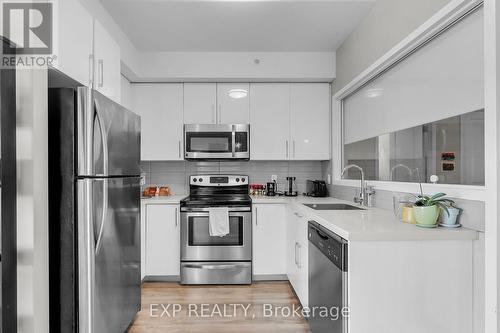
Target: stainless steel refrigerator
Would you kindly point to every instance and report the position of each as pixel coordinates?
(94, 210)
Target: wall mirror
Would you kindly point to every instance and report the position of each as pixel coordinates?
(423, 116)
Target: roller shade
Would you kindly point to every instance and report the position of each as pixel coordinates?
(442, 79)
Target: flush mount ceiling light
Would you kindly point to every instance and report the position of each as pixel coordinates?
(375, 92)
(238, 93)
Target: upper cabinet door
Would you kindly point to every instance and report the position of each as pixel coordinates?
(75, 41)
(310, 121)
(107, 64)
(270, 121)
(200, 103)
(160, 108)
(233, 103)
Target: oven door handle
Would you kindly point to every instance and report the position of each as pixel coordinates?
(215, 267)
(204, 212)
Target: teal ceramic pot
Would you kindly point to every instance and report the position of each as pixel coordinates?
(451, 218)
(426, 215)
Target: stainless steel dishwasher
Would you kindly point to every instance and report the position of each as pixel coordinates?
(327, 280)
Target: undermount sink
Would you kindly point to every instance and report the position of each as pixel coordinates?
(333, 207)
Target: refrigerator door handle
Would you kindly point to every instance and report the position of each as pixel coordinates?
(98, 243)
(86, 256)
(104, 139)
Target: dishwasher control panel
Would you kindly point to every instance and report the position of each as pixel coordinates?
(331, 245)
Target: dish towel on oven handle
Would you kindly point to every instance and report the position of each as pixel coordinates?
(218, 218)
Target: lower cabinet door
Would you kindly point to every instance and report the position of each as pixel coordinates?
(269, 239)
(162, 255)
(297, 245)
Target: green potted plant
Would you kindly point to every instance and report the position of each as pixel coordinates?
(450, 219)
(427, 209)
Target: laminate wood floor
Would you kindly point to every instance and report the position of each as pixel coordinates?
(218, 309)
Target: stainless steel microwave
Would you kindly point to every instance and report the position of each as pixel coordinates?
(217, 142)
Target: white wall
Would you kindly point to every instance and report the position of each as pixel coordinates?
(126, 88)
(235, 66)
(387, 23)
(214, 66)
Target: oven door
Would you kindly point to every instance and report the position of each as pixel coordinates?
(216, 141)
(198, 245)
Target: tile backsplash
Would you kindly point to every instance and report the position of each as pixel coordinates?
(175, 174)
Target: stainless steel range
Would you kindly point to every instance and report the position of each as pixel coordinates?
(209, 259)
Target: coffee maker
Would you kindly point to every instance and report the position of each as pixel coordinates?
(271, 189)
(291, 191)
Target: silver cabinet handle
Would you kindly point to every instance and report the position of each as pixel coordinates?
(91, 70)
(256, 216)
(176, 221)
(295, 254)
(299, 257)
(101, 72)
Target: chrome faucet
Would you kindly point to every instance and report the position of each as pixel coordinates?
(365, 195)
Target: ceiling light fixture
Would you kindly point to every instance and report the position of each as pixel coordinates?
(238, 93)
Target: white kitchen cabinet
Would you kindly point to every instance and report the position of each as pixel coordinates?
(310, 121)
(107, 64)
(233, 106)
(160, 108)
(162, 240)
(270, 121)
(269, 239)
(200, 101)
(75, 33)
(297, 255)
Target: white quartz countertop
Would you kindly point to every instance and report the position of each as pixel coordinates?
(370, 224)
(172, 199)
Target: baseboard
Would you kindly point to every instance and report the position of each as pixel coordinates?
(162, 278)
(270, 277)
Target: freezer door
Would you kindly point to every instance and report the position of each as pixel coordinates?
(110, 134)
(112, 282)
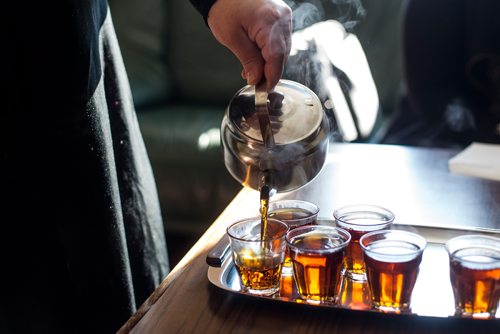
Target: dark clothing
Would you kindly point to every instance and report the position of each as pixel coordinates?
(84, 243)
(451, 57)
(203, 6)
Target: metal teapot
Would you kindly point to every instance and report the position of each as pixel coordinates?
(300, 137)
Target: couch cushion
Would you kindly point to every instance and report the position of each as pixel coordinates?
(203, 69)
(141, 30)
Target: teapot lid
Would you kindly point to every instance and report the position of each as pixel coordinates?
(295, 112)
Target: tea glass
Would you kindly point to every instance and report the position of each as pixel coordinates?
(475, 275)
(317, 252)
(294, 213)
(258, 260)
(358, 220)
(392, 261)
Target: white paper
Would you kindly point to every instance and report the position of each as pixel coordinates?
(479, 160)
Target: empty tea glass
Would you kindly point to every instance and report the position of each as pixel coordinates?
(358, 220)
(294, 213)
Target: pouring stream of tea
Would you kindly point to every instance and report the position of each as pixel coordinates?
(262, 111)
(264, 208)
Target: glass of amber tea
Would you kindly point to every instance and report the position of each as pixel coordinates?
(317, 252)
(475, 275)
(392, 261)
(258, 259)
(358, 220)
(294, 213)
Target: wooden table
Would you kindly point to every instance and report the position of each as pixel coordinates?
(415, 183)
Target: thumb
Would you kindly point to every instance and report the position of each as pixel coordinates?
(250, 58)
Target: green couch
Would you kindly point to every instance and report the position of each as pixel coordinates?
(182, 79)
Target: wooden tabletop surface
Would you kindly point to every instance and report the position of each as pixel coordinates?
(414, 183)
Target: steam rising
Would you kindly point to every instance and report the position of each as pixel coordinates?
(306, 13)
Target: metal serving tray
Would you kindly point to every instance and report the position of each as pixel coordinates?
(432, 295)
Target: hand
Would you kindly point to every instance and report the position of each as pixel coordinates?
(258, 32)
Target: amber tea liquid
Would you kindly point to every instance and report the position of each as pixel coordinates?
(317, 274)
(259, 272)
(391, 283)
(476, 282)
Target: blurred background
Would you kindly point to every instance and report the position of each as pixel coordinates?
(389, 71)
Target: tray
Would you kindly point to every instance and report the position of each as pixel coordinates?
(432, 295)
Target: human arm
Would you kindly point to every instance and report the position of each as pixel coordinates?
(258, 33)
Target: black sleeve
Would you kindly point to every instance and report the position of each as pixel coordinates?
(203, 6)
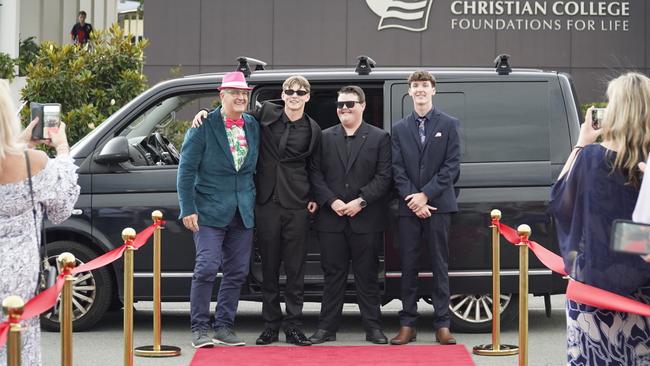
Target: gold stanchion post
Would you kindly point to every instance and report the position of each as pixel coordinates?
(128, 235)
(157, 350)
(524, 233)
(496, 348)
(13, 307)
(66, 262)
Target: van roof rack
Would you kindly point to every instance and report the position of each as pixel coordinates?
(364, 65)
(245, 63)
(502, 64)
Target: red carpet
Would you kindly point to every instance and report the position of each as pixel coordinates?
(334, 355)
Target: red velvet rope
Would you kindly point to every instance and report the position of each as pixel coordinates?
(577, 291)
(47, 298)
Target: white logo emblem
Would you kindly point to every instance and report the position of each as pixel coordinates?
(411, 15)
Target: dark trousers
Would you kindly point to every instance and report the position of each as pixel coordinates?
(337, 249)
(435, 232)
(282, 238)
(228, 248)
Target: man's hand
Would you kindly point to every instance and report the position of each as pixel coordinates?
(198, 119)
(353, 207)
(416, 201)
(425, 212)
(338, 206)
(191, 222)
(312, 207)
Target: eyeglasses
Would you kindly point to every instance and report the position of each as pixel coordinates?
(348, 103)
(236, 92)
(300, 93)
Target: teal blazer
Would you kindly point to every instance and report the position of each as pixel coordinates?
(207, 181)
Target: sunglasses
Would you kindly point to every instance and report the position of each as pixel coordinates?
(349, 104)
(300, 93)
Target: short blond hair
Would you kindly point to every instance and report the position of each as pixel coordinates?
(299, 80)
(9, 125)
(422, 75)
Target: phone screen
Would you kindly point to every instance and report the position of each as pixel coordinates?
(51, 118)
(631, 237)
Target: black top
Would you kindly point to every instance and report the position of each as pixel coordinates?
(81, 33)
(297, 140)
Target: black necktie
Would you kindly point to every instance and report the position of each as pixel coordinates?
(284, 138)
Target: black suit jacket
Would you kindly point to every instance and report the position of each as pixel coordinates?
(367, 173)
(289, 177)
(432, 168)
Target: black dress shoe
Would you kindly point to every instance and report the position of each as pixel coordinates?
(376, 336)
(268, 336)
(297, 337)
(321, 336)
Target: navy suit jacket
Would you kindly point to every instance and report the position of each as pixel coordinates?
(432, 168)
(208, 183)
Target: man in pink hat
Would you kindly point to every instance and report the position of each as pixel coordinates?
(216, 194)
(288, 139)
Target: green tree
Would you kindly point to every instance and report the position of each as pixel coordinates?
(91, 83)
(6, 66)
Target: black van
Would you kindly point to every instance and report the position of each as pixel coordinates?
(517, 129)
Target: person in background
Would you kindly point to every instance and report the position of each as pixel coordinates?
(598, 184)
(55, 190)
(80, 32)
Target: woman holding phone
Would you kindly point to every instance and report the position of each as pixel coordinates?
(55, 191)
(598, 184)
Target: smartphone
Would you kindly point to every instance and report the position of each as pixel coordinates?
(630, 237)
(49, 116)
(597, 116)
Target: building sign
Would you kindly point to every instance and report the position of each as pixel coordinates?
(513, 15)
(402, 14)
(608, 16)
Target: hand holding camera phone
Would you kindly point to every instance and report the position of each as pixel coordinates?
(49, 116)
(597, 116)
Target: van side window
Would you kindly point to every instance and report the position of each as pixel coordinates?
(507, 122)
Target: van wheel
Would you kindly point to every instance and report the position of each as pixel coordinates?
(473, 313)
(91, 291)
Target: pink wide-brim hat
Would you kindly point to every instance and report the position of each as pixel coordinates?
(234, 80)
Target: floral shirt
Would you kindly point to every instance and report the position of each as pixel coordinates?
(238, 145)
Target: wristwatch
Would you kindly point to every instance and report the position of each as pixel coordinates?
(362, 202)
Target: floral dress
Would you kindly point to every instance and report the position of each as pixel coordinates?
(584, 204)
(56, 191)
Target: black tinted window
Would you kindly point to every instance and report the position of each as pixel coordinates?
(499, 121)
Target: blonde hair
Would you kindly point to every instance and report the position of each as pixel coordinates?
(9, 126)
(627, 123)
(296, 80)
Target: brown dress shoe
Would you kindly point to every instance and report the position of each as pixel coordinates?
(404, 336)
(443, 335)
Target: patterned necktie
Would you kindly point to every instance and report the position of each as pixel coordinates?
(423, 136)
(230, 123)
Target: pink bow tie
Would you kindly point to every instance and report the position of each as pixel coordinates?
(230, 123)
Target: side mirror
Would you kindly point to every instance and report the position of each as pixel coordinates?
(115, 151)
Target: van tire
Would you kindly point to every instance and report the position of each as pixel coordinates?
(91, 305)
(469, 323)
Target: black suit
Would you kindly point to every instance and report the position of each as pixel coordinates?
(347, 171)
(431, 168)
(282, 219)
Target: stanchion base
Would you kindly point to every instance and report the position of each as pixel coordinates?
(487, 350)
(165, 351)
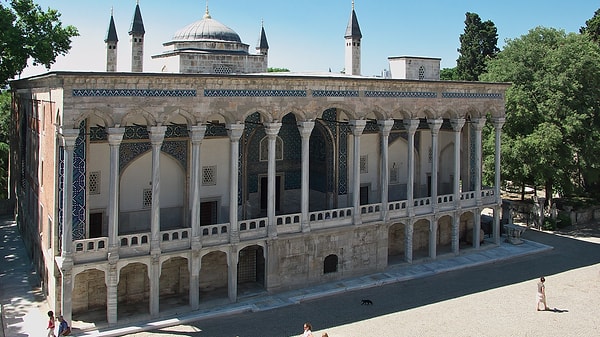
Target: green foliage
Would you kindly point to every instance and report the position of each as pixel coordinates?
(563, 220)
(549, 224)
(551, 137)
(26, 31)
(449, 74)
(277, 70)
(5, 106)
(477, 45)
(592, 27)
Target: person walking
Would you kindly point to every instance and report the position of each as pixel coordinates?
(307, 330)
(51, 325)
(541, 294)
(63, 327)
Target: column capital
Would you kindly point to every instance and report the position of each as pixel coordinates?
(385, 126)
(358, 126)
(235, 131)
(498, 122)
(478, 123)
(457, 124)
(411, 125)
(272, 129)
(157, 134)
(435, 124)
(68, 137)
(305, 128)
(115, 135)
(197, 133)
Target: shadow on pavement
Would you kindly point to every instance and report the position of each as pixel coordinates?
(568, 254)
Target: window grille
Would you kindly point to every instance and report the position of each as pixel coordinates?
(147, 198)
(94, 182)
(209, 175)
(364, 164)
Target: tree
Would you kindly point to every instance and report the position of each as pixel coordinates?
(26, 31)
(448, 74)
(277, 70)
(592, 27)
(477, 44)
(5, 100)
(551, 137)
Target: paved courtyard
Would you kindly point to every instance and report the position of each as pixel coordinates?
(488, 300)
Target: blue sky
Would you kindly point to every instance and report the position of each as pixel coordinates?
(308, 35)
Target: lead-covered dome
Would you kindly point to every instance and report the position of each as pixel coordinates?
(207, 29)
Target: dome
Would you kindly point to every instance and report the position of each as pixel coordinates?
(207, 29)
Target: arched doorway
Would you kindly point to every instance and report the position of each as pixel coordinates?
(396, 243)
(251, 270)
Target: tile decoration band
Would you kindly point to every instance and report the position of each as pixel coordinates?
(253, 93)
(471, 95)
(335, 93)
(133, 93)
(401, 94)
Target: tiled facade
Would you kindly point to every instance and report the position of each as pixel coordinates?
(204, 184)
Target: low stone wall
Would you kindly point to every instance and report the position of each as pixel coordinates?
(585, 216)
(7, 207)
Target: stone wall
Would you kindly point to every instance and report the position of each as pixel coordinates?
(89, 291)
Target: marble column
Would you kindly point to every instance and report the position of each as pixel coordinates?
(385, 127)
(357, 126)
(478, 124)
(411, 126)
(457, 125)
(196, 136)
(498, 123)
(433, 226)
(434, 126)
(112, 282)
(456, 232)
(157, 135)
(68, 138)
(232, 262)
(197, 133)
(409, 229)
(115, 137)
(154, 275)
(235, 132)
(271, 129)
(305, 128)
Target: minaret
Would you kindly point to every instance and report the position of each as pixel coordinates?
(263, 45)
(111, 41)
(353, 37)
(137, 40)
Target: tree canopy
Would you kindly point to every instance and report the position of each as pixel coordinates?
(26, 31)
(477, 44)
(552, 133)
(592, 27)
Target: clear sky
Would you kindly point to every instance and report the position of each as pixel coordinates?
(308, 35)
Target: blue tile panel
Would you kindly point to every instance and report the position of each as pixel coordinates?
(401, 94)
(79, 185)
(275, 93)
(472, 95)
(133, 93)
(335, 93)
(253, 93)
(128, 152)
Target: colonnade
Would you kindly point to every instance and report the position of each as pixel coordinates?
(235, 131)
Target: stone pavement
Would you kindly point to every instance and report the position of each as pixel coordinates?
(24, 309)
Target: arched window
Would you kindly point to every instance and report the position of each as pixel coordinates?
(330, 264)
(264, 149)
(421, 72)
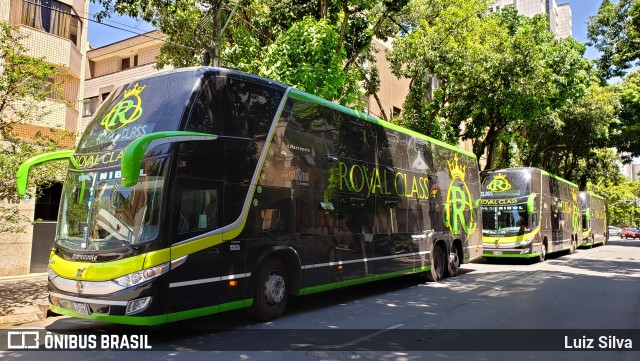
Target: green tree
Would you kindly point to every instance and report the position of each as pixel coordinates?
(25, 83)
(497, 73)
(622, 211)
(247, 35)
(573, 141)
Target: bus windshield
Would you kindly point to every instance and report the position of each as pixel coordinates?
(505, 220)
(98, 213)
(507, 184)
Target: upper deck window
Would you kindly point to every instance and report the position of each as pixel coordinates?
(235, 107)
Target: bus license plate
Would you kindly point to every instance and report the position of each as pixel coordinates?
(81, 308)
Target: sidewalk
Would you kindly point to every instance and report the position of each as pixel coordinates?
(23, 298)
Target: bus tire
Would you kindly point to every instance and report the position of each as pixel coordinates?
(438, 264)
(454, 262)
(543, 253)
(271, 291)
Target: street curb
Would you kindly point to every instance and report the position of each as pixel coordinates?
(26, 314)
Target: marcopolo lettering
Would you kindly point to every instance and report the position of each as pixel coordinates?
(84, 257)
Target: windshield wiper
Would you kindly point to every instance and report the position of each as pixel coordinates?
(123, 242)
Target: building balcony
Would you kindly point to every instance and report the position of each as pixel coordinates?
(57, 50)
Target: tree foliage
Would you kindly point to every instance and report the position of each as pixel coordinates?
(248, 35)
(497, 73)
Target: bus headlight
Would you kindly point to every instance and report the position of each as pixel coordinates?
(524, 243)
(139, 277)
(51, 273)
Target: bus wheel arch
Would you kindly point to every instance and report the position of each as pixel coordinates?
(438, 262)
(455, 258)
(278, 277)
(543, 251)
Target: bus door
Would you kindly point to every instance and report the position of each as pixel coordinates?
(197, 280)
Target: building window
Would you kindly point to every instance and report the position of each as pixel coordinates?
(51, 16)
(90, 106)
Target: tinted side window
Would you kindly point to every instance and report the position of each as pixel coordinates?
(234, 107)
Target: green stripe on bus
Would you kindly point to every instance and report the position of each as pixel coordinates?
(357, 281)
(158, 319)
(526, 255)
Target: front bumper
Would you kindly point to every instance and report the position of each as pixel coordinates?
(529, 251)
(112, 307)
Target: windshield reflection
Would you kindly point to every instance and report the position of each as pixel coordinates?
(98, 213)
(508, 220)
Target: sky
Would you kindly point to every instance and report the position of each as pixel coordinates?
(101, 34)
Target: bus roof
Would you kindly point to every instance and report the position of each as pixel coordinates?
(551, 175)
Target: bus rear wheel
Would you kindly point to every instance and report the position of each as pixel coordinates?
(271, 291)
(438, 264)
(454, 262)
(543, 253)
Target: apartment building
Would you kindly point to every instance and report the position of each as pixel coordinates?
(559, 15)
(115, 64)
(57, 31)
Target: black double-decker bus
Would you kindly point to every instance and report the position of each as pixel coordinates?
(202, 190)
(528, 213)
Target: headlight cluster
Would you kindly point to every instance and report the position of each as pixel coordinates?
(51, 273)
(523, 243)
(139, 277)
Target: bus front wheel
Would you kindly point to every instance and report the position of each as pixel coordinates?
(454, 262)
(438, 263)
(271, 291)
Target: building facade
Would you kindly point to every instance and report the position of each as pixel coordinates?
(115, 64)
(56, 31)
(559, 15)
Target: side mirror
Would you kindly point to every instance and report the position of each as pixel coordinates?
(531, 203)
(135, 151)
(22, 176)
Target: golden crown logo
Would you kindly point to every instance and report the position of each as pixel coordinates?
(135, 91)
(457, 171)
(499, 183)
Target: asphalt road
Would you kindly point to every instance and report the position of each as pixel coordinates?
(528, 309)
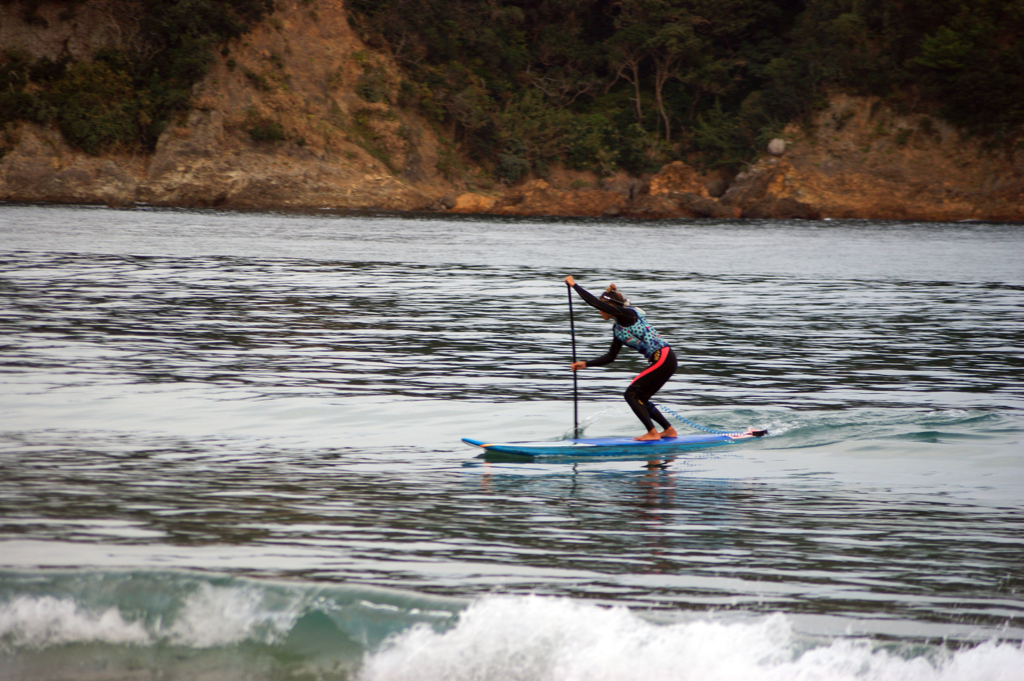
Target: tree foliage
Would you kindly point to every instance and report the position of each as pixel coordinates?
(126, 95)
(597, 84)
(629, 84)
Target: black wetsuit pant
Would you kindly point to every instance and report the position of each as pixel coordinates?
(647, 383)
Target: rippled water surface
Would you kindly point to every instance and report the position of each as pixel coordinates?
(229, 444)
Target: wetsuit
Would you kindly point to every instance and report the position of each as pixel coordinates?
(633, 330)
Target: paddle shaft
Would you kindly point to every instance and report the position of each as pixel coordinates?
(576, 402)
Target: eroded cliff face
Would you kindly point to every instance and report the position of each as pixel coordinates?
(295, 75)
(298, 73)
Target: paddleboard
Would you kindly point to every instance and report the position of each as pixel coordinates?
(609, 447)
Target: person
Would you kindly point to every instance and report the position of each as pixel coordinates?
(632, 329)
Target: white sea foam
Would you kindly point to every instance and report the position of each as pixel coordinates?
(224, 615)
(208, 616)
(543, 639)
(40, 622)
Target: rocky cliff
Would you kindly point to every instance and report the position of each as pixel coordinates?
(281, 122)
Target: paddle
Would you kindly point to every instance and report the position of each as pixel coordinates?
(576, 403)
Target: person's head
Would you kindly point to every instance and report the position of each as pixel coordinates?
(613, 296)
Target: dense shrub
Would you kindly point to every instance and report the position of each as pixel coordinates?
(634, 82)
(125, 96)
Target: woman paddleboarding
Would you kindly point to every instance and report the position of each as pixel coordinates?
(632, 329)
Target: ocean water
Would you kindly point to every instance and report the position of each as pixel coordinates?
(229, 449)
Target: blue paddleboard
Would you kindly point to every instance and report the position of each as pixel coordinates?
(606, 447)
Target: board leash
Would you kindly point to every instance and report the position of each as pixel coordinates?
(706, 429)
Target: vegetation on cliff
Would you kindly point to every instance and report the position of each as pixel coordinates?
(601, 85)
(128, 93)
(606, 84)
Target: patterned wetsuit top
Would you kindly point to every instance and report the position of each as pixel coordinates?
(630, 329)
(640, 336)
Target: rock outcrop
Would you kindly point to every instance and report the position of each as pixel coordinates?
(860, 160)
(333, 149)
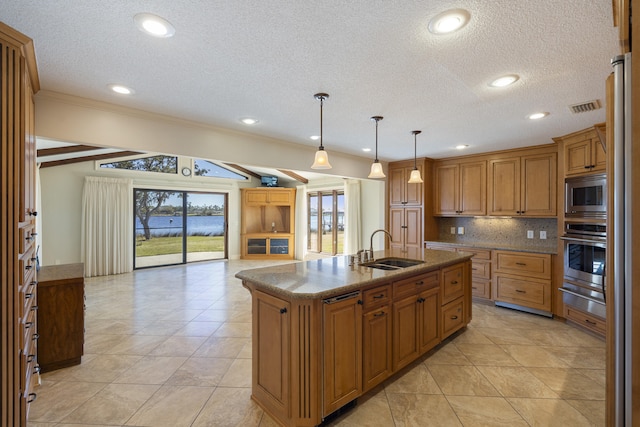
◆ ◆ ◆ ◆
● **WRITTEN INSTRUCTION**: Return every line of the records that contains the word "dress", copying each one unchanged.

● **WRITTEN RESPONSE**:
Target: black dress shoe
Target: floral dress
Target: brown dress shoe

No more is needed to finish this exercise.